#### GIVEN TEXT ####

The samples were devoid of palynomorphs, and only amorphous organic matter and fragments of silica were present. An exception to this was the presence of a large quantity of Pinus pollen within the samples from site E. Pinus is a neophyte (introduced to the area in the 1800s), and therefore the presence of these pollen grains indicates modern contamination, likely as a result of the hollow nature of the coprolites.

Phytolith Analysis

Only numerous silica chips and fragments of sand were found. No opaline silica indicating the presence of phytoliths was identified.

OSL Dating

As has been detailed previously, the quartz obtained from these sites is characterised by a bright, fast component–dominated signal, with few aliquots rejected when following standard quartz single aliquot regeneration protocol internal checks (recuperation, recycling ratio, etc.; see Supplementary Information). The resulting equivalent dose (D_e) distributions were also typical of aeolian deposits from this region and showed limited interaliquot scatter, suggesting that the weighted mean D_e in each case was most likely representative of the burial dose of interest. The OSL age obtained for site A is consistent with the results presented in Roberts et al. (2008). Site C was sampled for OSL dating, but on inspection, it proved to be a far from ideal sample due to the thin nature of the track-bearing truncation surface, which overlay heavily bioturbated deposits, and the presence of small cavities throughout the material, which clearly presented a risk of light penetration prior to and during sampling. Analysis of this sample was therefore not progressed. For sites D and E, Leic21013 was obtained from within the stratigraphic section between the levels of the two sites, and it was previously published in relation to nearby pinniped traces (Helm et al., 2022a). Site F was not directly sampled, but sample Leic20025 was obtained from an outcrop 2.5 km to the west. Table 1 provides a summary of the findings.

####

SHORT EXERCISE 1: Format everything in the rows from the line containing "find the white" down to the last row as a numbered list, leaving out blank lines.

#### RECORDS PROVIDED ####

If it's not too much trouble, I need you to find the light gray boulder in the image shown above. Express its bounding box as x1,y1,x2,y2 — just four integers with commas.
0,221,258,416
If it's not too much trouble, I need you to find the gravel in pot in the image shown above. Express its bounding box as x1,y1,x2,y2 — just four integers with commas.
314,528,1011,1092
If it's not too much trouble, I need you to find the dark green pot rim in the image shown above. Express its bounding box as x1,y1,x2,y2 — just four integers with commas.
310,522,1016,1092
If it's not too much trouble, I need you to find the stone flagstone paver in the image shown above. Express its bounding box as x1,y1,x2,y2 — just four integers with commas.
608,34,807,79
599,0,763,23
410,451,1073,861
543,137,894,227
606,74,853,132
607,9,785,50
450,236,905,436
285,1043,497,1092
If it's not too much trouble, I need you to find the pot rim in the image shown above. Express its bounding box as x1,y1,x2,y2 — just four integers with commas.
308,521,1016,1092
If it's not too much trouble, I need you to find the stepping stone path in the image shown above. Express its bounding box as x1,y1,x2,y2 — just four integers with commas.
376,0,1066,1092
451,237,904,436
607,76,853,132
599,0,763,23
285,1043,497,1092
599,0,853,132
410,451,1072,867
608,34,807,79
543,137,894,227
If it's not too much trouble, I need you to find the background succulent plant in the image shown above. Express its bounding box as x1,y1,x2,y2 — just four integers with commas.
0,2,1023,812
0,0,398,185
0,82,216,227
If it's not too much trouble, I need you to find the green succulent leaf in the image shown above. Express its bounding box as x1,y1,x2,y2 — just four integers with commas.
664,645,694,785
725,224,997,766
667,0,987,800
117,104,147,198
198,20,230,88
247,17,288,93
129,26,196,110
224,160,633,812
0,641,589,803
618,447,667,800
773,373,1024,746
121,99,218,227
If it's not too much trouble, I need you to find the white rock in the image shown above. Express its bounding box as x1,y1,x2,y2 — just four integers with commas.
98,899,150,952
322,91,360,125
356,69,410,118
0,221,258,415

####

SHORT EXERCISE 2: According to the given text, where was sample Leic20025 obtained relative to site F?

CORRECT OUTPUT 1:
1. If it's not too much trouble, I need you to find the white rock in the image shown above. Express its bounding box as x1,y1,x2,y2 — just four integers with commas.
2. 98,899,150,952
3. 322,91,360,125
4. 356,69,410,118
5. 0,221,258,415

CORRECT OUTPUT 2: It was obtained from an outcrop 2.5 km to the west of site F.